[Что требуется]:
a: Ответьте на вопросы по приведённому ниже фрагменту о создании 6-й дивизии народного ополчения:
(i) Каким днём недели было 22 июня 1941 года?
(ii) Какие города, согласно принесённой вести, бомбили утром немецкие самолёты?
(iii) Где на станции в молчании стояли люди?
b: Верните без изменений отрывок из приведённого ниже фрагмента о создании 6-й дивизии народного ополчения: от слов «Скорей в Москву!» до слов «твоя собственная судьба.» включительно.

[Фрагмент документа]:
>>

СОЗДАНИЕ 6-ой ДИВИЗИИ НАРОДНОГО ОПОЛЧЕНИЯ ДЗЕРЖИНСКОГО РАЙОНА ГОРОДА МОСКВЫ

22 июня 1941 года было воскресенье. После дождливой ночи настало ясное летнее утро, которое дышало свежестью и, казалось, мирным покоем. Это особенно чувствовалось за городом, где мы вместе с женой обрабатывали наш первый огород. И вдруг до нашего дома долетела страшная весть - утром немецкие самолеты бомбили Киев, Минск, Севастополь, немецкая армия, нарушив мирный договор, начала военные действия на всем протяжении наших западных границ. Эту весть, изменившую всю нашу жизнь, принесла нам самая обыкновенная женщина, одна из тех, что так часто проходила по улице вдоль нашего забора. Но сказала она это взволнованным голосом, в котором слышались слезы, тревога, негодование. Мирное, тихое утро превратилось в первый день Великой Отечественной войны.

Скорей в Москву! Там уже, наверное, есть повестка в военкомат... На станции много народа, лица взволнованные, у репродукторов в молчании стоят люди, все ждут известий: что будет дальше, как развернутся события, что будет делать страна, какова судьба каждого ближнего и твоя собственная судьба.

<<

Записи набора данных

>>

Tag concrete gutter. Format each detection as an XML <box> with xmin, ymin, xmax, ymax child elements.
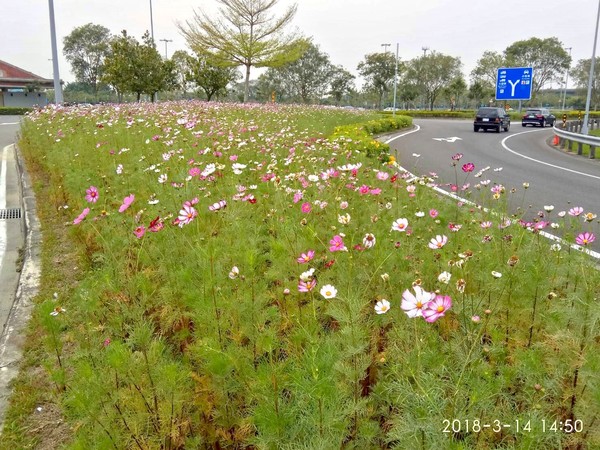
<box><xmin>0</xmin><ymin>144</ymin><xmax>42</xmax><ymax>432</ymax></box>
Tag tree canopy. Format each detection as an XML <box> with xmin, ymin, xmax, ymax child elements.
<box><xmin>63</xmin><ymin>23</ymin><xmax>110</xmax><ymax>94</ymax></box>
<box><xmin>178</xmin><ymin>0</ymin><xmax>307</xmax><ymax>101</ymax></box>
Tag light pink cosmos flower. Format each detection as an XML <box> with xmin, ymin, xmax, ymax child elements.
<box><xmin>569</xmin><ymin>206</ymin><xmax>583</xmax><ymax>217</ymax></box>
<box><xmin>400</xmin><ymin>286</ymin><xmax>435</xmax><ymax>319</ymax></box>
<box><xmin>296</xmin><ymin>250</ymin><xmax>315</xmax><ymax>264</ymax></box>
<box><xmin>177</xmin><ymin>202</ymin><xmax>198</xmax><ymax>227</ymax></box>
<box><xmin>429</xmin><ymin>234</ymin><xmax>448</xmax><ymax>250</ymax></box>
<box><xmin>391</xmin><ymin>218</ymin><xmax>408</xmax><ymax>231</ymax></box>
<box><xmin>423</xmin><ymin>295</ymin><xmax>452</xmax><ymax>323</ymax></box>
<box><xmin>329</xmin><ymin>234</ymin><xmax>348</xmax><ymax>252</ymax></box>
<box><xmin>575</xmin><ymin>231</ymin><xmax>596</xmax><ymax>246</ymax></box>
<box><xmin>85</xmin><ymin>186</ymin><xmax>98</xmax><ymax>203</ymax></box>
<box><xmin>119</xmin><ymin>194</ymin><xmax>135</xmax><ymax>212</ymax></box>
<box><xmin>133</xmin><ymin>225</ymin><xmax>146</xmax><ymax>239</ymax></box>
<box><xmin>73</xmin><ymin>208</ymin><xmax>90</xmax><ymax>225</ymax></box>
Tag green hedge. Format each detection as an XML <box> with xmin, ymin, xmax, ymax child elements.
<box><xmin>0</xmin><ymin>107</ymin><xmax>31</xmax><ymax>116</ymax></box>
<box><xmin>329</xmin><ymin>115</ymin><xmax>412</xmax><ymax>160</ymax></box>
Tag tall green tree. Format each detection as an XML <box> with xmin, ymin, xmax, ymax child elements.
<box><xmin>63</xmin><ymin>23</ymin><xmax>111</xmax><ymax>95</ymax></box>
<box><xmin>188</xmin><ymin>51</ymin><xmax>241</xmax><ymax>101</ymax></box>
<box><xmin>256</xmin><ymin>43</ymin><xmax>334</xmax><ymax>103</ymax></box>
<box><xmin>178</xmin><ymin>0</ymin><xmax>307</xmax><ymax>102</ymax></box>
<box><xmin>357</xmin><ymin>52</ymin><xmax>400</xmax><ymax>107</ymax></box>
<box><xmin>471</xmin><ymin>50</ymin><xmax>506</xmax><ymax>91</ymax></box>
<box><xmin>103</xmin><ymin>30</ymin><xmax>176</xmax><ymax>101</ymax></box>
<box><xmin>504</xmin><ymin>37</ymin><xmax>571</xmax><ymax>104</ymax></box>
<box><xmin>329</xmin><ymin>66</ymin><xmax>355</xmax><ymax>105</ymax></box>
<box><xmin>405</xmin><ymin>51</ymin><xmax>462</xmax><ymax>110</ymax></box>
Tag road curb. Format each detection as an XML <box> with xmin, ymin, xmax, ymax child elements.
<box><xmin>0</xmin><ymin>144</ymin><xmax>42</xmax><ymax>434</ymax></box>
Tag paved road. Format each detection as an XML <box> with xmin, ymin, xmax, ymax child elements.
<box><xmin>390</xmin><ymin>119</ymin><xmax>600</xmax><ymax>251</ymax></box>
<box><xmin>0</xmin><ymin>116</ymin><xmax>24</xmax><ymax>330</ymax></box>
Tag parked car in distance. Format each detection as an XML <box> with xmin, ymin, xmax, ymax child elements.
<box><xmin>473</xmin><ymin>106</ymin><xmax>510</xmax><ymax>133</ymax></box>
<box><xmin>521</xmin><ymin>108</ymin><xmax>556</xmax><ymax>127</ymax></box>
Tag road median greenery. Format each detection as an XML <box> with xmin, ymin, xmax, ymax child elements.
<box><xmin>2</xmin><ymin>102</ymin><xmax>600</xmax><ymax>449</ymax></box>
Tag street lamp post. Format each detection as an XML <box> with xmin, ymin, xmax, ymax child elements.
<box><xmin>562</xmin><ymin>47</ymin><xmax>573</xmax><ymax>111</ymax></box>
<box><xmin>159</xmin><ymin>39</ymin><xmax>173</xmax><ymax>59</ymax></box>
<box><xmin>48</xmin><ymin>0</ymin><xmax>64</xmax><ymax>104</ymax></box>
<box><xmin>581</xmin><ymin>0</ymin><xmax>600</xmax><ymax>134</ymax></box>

<<

[Ответы по заданиям]:
a:
(i) Воскресеньем.
(ii) Киев, Минск и Севастополь.
(iii) У репродукторов.

b:
Скорей в Москву! Там уже, наверное, есть повестка в военкомат... На станции много народа, лица взволнованные, у репродукторов в молчании стоят люди, все ждут известий: что будет дальше, как развернутся события, что будет делать страна, какова судьба каждого ближнего и твоя собственная судьба.